### Passage provided
'''

Sorry for not responding earlier, but I have been away on business.

 

A defence should be deal with the claimants pleading and not be complicated and long in these matters. It should not contain references to cases etc. Do not forget you may have to argue that which is contained in your defence and so you need to understand that to which you are endorsing a statement of truth. The case of Dimond v lovell is not on all fours with this case. Until the claimant pleads in an appropriate manner, you should not reveal all your 'cards'. I suggest a defence as follows:-

 

1. The particulars of claim discloses no cause of action and are self evidently an abuse of process, in that they fail to deal with the basic rules of pleadindg in accordance with the CPR (even allowing for the constraints of the bulk issue system).

 

2. Further to that above the defendant is unable to plead effectivley or at all. The defendant is embarassed.

 

The above is all you need to place in the defence.

 

You should write to the claimants solicitors as follows:-

 

' Herewith copy defence by way of service, the same having been filed with the court.

 

Please serve amended particulars of claim and plead yor clients case in an appropriate manner within 7 days, so that I am aware of the case I will have to meet at trial. I request that you attach to the particulars a copy of the agreement upon which the claimant relies. The matter will be transferred to my home court and the claimant will have to produce the document, in any event. In those circumstances you should plead in accordance with the CPR rather than the Northampton County Court regime.

'''

### Required actions
1 – In the advice on drafting a defence, why does the proposed letter ask the claimant's solicitors to serve amended particulars of claim and plead the case properly within 7 days?
2 – Transcribe the passage of the advice on drafting a defence between "1. The particulars" and "in the defence.", inclusive.

### Provided data

'''

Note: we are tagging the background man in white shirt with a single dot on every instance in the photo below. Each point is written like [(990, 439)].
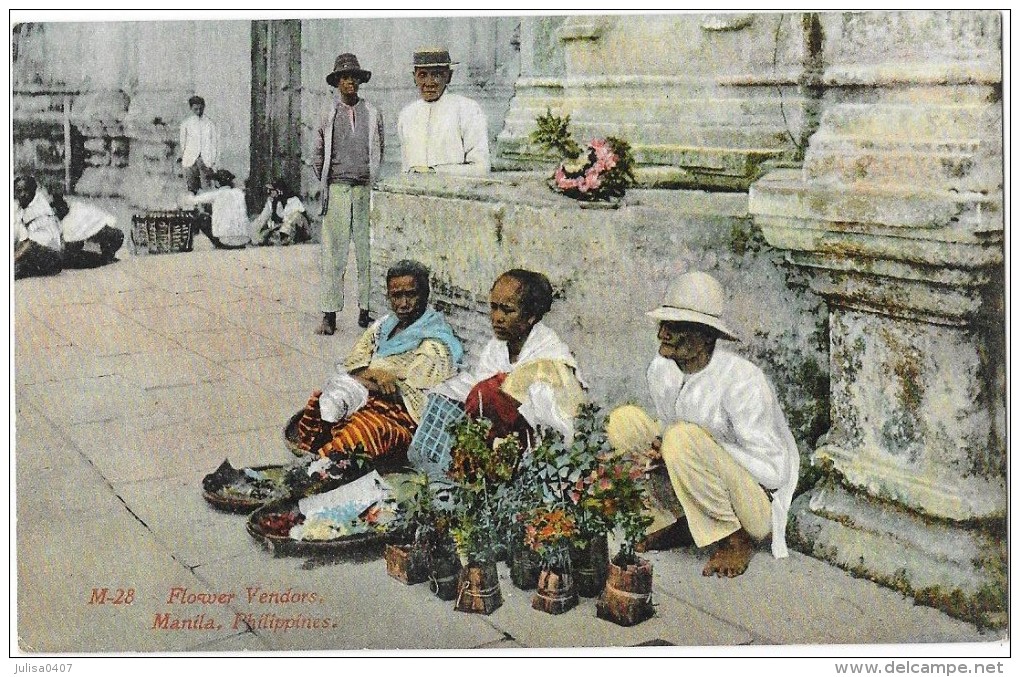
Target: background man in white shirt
[(199, 146), (721, 434), (442, 132), (38, 245)]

'''

### Answer list
1 – The letter makes the request so that the defendant knows the case to be met at trial.

2 –
1. The particulars of claim discloses no cause of action and are self evidently an abuse of process, in that they fail to deal with the basic rules of pleadindg in accordance with the CPR (even allowing for the constraints of the bulk issue system).

 

2. Further to that above the defendant is unable to plead effectivley or at all. The defendant is embarassed.

 

The above is all you need to place in the defence.